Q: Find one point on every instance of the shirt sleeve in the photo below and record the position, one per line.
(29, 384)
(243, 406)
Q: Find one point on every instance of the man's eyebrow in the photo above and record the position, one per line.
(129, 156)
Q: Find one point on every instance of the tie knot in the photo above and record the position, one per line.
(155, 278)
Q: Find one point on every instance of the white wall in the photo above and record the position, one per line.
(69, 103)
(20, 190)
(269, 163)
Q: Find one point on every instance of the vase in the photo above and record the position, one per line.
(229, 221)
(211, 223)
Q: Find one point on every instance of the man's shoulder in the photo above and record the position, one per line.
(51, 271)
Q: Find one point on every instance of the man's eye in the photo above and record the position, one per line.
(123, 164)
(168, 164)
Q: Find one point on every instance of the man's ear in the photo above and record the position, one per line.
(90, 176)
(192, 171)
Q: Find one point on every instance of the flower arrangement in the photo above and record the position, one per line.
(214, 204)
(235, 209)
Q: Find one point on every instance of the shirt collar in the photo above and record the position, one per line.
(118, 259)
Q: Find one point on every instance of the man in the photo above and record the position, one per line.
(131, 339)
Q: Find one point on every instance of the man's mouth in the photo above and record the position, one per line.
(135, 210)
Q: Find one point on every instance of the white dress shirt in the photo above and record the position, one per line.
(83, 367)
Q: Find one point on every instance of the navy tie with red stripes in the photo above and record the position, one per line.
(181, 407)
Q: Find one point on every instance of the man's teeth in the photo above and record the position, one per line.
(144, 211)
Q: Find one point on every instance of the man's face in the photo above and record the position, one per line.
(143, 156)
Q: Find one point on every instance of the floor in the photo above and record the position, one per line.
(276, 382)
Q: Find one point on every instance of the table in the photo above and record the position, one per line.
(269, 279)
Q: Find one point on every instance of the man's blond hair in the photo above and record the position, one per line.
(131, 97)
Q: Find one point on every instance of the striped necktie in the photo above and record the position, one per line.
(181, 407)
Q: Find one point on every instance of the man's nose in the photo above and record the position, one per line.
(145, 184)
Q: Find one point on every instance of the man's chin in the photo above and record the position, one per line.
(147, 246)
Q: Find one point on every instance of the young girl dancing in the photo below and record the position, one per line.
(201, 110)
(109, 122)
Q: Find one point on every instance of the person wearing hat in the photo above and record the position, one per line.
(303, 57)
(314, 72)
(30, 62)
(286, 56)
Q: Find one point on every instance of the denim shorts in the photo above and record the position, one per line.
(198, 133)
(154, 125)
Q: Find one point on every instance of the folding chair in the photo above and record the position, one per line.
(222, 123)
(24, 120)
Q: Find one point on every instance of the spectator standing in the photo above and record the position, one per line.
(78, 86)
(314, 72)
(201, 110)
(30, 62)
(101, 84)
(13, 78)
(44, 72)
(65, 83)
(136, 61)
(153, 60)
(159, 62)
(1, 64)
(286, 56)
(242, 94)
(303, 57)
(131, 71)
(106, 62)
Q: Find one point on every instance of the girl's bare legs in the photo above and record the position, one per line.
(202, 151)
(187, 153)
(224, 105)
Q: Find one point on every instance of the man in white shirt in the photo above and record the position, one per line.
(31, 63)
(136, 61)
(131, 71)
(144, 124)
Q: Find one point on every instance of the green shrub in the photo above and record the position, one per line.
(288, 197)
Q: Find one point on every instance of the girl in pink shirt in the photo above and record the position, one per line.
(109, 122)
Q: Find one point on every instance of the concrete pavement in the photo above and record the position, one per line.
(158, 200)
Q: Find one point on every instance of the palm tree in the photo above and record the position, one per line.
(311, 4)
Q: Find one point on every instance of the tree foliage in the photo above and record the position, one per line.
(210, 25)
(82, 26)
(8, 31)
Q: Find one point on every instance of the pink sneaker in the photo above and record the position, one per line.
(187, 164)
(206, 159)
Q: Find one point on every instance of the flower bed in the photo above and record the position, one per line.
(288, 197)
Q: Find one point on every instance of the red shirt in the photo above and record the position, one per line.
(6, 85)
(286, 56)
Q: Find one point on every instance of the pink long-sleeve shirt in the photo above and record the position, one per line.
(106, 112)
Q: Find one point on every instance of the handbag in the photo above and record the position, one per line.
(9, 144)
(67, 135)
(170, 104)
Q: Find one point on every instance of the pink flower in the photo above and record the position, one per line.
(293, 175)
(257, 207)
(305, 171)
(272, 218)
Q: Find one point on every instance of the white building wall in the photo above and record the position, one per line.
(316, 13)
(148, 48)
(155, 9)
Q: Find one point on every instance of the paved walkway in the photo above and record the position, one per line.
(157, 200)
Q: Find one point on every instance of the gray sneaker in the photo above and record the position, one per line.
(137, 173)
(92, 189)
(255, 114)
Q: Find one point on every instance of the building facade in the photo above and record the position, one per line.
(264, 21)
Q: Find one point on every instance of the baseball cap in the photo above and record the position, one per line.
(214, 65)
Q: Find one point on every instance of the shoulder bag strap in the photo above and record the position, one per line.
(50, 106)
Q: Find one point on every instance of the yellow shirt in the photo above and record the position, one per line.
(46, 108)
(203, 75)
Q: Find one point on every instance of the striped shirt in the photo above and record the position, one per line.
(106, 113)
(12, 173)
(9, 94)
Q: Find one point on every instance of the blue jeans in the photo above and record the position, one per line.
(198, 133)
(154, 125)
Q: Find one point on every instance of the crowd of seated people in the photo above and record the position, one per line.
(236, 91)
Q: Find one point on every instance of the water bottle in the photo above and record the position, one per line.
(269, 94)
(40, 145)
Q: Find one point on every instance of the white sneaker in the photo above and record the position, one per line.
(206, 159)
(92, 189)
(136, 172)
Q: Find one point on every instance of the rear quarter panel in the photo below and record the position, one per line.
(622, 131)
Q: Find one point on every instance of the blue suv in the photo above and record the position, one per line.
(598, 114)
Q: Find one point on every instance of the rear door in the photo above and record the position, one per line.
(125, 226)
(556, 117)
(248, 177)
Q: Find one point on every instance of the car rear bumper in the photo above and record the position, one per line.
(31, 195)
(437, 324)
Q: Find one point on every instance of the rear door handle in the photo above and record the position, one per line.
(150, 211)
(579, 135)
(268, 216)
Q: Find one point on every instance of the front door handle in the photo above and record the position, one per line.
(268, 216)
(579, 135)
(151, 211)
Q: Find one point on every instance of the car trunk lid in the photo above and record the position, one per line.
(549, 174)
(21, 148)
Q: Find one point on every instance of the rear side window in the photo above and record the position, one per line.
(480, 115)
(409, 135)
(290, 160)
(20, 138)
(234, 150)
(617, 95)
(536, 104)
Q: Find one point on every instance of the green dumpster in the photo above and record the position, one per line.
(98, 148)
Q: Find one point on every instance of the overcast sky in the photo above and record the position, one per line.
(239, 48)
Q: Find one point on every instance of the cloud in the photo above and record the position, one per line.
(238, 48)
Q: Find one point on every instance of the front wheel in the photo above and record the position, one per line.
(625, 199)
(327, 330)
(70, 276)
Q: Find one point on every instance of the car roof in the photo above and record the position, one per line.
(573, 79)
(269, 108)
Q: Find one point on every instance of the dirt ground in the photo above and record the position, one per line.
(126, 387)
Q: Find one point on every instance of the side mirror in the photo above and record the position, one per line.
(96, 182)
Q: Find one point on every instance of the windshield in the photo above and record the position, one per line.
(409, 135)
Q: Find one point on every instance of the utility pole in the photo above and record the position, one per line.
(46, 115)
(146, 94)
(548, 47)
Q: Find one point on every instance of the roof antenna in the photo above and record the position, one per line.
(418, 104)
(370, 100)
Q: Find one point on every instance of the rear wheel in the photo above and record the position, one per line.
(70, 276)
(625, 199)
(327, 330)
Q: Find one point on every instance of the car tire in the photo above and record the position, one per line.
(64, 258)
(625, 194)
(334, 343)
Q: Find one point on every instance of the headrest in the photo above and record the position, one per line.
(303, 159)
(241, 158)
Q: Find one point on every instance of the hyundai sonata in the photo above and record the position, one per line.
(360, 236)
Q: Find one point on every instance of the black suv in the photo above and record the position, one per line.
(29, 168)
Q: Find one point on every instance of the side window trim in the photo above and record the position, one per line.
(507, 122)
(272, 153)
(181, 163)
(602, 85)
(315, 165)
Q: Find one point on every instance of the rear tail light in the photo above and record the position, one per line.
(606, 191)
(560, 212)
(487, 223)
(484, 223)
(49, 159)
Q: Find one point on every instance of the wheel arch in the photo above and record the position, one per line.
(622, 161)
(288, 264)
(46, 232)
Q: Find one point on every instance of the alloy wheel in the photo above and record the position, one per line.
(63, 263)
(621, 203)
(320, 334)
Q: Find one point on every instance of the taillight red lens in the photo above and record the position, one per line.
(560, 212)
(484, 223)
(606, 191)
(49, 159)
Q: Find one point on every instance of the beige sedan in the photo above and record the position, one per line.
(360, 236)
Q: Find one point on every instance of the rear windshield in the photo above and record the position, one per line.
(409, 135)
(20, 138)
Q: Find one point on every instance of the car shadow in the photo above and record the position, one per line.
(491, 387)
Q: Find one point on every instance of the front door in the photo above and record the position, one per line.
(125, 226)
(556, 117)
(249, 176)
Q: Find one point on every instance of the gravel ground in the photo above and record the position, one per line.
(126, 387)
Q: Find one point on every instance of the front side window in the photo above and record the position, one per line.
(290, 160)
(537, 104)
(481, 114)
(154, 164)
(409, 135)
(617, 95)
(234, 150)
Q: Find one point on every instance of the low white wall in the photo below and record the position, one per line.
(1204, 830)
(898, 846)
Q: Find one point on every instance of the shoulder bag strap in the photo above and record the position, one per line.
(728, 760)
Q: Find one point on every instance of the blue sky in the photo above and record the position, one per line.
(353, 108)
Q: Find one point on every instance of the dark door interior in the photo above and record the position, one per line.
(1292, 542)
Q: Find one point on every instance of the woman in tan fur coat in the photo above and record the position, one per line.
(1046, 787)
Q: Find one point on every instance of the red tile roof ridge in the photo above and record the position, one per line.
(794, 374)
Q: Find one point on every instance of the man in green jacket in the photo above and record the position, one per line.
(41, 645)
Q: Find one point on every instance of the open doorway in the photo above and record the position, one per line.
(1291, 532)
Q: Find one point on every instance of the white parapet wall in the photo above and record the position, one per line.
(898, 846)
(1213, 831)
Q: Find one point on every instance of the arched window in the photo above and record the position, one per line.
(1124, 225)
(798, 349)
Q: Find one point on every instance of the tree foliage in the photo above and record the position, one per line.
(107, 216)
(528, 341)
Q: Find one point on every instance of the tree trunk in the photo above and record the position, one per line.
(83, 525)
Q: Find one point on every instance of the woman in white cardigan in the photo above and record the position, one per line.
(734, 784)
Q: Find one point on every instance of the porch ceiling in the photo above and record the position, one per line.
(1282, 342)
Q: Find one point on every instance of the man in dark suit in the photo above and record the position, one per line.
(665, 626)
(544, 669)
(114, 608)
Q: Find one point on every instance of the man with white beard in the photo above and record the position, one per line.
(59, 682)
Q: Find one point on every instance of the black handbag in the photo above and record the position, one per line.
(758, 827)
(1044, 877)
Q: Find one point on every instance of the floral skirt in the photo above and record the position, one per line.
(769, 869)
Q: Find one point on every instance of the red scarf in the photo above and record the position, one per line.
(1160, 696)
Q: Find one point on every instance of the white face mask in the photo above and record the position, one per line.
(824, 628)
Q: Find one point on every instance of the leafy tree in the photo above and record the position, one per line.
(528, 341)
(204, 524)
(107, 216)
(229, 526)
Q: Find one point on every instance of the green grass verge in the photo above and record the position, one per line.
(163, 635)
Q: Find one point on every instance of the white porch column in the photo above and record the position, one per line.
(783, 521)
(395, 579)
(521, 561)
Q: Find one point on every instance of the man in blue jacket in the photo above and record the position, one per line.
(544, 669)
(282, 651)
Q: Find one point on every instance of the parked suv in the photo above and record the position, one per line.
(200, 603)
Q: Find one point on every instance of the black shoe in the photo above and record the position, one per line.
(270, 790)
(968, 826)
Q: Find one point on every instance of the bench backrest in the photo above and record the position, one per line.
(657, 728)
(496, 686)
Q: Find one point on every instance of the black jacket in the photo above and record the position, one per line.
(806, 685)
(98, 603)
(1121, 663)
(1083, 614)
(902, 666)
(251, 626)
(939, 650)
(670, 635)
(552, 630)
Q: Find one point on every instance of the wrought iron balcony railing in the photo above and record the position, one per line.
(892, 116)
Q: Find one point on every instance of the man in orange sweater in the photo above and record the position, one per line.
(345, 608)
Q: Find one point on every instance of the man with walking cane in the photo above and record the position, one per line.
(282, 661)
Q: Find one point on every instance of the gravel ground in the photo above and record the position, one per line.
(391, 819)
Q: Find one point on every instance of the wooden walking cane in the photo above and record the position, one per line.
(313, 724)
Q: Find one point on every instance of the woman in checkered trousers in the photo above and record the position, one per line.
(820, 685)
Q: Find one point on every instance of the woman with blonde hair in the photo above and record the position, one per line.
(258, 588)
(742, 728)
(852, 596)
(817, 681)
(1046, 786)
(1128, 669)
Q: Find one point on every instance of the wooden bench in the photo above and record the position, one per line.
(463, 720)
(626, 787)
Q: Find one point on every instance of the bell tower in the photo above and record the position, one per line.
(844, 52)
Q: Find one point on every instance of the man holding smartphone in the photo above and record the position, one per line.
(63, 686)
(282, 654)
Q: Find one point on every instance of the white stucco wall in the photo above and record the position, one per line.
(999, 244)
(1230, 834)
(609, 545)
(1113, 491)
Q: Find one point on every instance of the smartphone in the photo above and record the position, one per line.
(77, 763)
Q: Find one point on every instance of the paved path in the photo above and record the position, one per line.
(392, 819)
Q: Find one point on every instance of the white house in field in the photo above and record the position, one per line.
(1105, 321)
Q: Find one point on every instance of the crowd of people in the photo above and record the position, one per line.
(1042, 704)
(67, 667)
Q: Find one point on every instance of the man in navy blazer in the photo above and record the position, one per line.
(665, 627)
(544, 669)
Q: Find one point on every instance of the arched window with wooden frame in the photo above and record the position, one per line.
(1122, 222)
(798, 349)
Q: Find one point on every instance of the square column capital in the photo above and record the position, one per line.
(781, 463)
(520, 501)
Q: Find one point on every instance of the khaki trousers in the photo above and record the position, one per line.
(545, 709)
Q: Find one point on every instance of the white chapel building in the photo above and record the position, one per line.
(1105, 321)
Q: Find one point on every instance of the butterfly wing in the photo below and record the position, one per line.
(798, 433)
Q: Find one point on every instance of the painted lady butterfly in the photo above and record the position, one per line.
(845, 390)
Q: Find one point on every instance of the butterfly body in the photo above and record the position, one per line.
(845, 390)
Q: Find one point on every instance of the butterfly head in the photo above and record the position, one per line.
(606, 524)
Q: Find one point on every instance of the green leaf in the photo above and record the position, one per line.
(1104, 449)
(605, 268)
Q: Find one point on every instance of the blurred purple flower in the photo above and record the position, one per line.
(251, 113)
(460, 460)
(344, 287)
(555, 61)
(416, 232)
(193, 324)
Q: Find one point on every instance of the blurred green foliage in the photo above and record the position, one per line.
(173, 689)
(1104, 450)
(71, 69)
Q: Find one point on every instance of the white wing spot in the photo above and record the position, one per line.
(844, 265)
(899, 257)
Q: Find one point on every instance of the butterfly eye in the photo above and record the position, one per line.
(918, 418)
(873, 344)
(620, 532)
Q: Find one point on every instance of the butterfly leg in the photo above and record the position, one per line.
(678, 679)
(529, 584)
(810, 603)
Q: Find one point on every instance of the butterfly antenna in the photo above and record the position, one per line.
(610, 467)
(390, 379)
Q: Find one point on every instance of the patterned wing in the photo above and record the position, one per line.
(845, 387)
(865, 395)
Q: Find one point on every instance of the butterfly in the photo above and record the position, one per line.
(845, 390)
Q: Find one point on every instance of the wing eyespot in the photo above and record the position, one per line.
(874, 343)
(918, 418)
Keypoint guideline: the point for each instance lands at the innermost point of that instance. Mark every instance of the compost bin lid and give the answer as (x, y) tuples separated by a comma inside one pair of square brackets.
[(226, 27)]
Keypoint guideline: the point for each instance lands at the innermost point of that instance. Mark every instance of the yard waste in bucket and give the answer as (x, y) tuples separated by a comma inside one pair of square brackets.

### [TASK DIRECTIONS]
Set down, unchanged, the line that contains "Q: Find one point on every instance of the butterfly eye" together with every later line in the records, through the last one.

### [WRITTEN SOLUTION]
Q: Find one point on every instance of the butterfly eye in the photo above and record the position, one per line.
(918, 418)
(873, 344)
(620, 532)
Q: Find one point on every instance of the butterfly leg in the photo above and record the position, one per line.
(678, 679)
(529, 584)
(810, 603)
Q: Find one point on every instance of the butterfly antenna in the photo above and record the position, one per line.
(610, 467)
(390, 379)
Q: Find one point on every instance of the patterned wing in the photo above and record the position, one per line.
(845, 387)
(865, 395)
Q: Find one point on every instance of the butterfly in the photo above and record the position, one per line.
(845, 390)
Q: Find one point on every instance of the wing eyespot in the photo above and record the position, one per line.
(874, 343)
(918, 418)
Keypoint guideline: the point for each instance lands at the innermost point of that instance. Mark every instance of the compost bin lid and give the answer as (x, y) tuples separated by a comma inside one pair of square brackets.
[(226, 27)]
Keypoint guideline: the point for each instance lands at the innermost point of that instance. Mark every instance of the yard waste in bucket and give the answer as (x, y) tuples separated by a comma inside one pair of square brackets.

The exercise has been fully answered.